EXERCISE: Write out, unchanged, the part of the records that opens with the line containing "mark: the ornate" and runs through the end of the records.

SUPPLIED ENTRIES:
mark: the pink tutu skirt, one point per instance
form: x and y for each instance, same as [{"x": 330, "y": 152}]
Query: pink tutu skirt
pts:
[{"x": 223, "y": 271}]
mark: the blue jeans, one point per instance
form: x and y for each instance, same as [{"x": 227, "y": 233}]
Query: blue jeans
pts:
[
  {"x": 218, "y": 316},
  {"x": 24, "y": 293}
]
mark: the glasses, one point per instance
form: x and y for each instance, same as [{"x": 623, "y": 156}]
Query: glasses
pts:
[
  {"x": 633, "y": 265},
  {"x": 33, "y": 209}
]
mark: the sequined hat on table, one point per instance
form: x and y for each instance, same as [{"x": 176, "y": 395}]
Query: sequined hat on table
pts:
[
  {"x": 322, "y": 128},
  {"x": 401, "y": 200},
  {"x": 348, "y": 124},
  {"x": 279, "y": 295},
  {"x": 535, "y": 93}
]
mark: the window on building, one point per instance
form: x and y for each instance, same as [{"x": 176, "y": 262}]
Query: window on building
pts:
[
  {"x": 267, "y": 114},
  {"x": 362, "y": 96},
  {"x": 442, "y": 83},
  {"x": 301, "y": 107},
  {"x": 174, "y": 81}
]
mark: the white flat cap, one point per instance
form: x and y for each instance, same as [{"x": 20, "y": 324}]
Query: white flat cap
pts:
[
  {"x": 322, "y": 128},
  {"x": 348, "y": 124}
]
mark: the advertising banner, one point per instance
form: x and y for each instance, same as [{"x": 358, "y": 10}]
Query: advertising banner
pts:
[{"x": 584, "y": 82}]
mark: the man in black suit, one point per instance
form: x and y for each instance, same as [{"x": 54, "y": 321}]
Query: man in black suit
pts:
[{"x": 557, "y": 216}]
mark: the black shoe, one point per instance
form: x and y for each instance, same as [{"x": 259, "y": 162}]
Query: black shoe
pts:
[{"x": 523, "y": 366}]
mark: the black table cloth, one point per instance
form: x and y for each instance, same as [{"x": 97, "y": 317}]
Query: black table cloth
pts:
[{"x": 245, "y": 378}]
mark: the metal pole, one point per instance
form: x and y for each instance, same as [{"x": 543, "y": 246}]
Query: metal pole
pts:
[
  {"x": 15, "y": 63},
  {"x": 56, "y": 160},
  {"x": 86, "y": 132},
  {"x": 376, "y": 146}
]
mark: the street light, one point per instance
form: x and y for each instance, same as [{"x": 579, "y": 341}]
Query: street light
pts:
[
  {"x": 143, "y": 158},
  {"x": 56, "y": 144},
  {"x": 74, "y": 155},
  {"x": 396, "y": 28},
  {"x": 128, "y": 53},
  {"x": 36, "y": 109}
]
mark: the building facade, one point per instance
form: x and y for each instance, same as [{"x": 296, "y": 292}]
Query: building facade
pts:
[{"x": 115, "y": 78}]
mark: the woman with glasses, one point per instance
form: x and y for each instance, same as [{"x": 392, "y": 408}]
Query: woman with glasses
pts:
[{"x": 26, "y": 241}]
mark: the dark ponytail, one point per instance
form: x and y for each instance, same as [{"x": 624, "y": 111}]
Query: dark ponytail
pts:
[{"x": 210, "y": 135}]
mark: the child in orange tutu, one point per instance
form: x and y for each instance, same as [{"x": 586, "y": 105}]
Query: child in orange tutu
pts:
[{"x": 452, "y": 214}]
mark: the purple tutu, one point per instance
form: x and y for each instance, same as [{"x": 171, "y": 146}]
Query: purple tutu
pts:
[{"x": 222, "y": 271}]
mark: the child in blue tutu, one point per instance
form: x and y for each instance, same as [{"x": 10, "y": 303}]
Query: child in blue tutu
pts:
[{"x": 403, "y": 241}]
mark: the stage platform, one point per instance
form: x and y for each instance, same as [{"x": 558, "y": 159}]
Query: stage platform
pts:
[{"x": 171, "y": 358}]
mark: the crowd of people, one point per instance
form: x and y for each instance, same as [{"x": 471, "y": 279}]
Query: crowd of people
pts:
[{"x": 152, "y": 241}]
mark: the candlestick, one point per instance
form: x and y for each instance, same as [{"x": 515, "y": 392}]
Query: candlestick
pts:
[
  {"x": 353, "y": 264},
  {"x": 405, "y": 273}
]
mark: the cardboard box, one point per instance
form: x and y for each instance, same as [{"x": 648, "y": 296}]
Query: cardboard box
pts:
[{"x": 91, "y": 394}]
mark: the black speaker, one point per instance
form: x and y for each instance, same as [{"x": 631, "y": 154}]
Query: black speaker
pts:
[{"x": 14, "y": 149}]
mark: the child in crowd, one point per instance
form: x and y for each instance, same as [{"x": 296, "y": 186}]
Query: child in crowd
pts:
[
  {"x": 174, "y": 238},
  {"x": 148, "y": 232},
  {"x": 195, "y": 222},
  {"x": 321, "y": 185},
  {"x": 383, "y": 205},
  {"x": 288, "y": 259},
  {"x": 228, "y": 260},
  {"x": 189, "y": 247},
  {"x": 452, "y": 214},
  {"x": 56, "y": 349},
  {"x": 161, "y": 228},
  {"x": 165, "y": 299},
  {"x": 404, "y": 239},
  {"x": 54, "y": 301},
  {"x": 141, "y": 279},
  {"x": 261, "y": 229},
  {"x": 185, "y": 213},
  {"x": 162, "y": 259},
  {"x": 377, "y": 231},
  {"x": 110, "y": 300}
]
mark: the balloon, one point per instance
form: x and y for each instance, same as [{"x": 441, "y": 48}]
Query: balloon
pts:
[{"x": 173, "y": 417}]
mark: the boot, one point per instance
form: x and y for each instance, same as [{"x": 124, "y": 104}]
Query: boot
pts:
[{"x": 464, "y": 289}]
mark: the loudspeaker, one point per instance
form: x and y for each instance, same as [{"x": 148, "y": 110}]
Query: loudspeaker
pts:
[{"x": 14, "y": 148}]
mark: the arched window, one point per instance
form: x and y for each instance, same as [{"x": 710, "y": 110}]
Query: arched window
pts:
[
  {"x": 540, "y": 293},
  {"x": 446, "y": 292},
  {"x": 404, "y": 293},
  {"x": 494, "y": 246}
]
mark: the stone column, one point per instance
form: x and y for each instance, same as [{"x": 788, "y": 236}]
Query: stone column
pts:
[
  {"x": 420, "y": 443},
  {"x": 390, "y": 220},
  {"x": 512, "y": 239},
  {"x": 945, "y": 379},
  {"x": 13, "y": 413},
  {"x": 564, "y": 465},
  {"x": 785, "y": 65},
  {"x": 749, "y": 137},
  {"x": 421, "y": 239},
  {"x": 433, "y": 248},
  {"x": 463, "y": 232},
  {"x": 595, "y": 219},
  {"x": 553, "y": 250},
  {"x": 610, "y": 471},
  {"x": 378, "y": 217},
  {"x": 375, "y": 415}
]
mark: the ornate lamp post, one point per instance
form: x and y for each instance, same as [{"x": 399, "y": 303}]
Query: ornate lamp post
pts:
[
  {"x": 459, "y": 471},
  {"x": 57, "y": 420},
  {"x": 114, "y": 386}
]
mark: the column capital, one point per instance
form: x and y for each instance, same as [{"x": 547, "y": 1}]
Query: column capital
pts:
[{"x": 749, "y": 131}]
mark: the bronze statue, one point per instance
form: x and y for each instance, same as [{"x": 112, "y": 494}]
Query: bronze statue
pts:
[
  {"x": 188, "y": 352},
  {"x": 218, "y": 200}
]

ANSWER TO THE PROBLEM:
mark: the ornate lamp post, one point per instance
form: x and y for each instance, same as [{"x": 399, "y": 303}]
Query: ornate lamp post
pts:
[
  {"x": 459, "y": 471},
  {"x": 57, "y": 420},
  {"x": 114, "y": 386}
]
mark: the column capital, one point per instance
form: x and y for each instance, same as [{"x": 547, "y": 1}]
Query: column capital
pts:
[{"x": 749, "y": 131}]
mark: the bronze statue, one point per instance
form: x and y for each instance, same as [{"x": 112, "y": 494}]
Query: bronze statue
pts:
[
  {"x": 188, "y": 352},
  {"x": 218, "y": 200}
]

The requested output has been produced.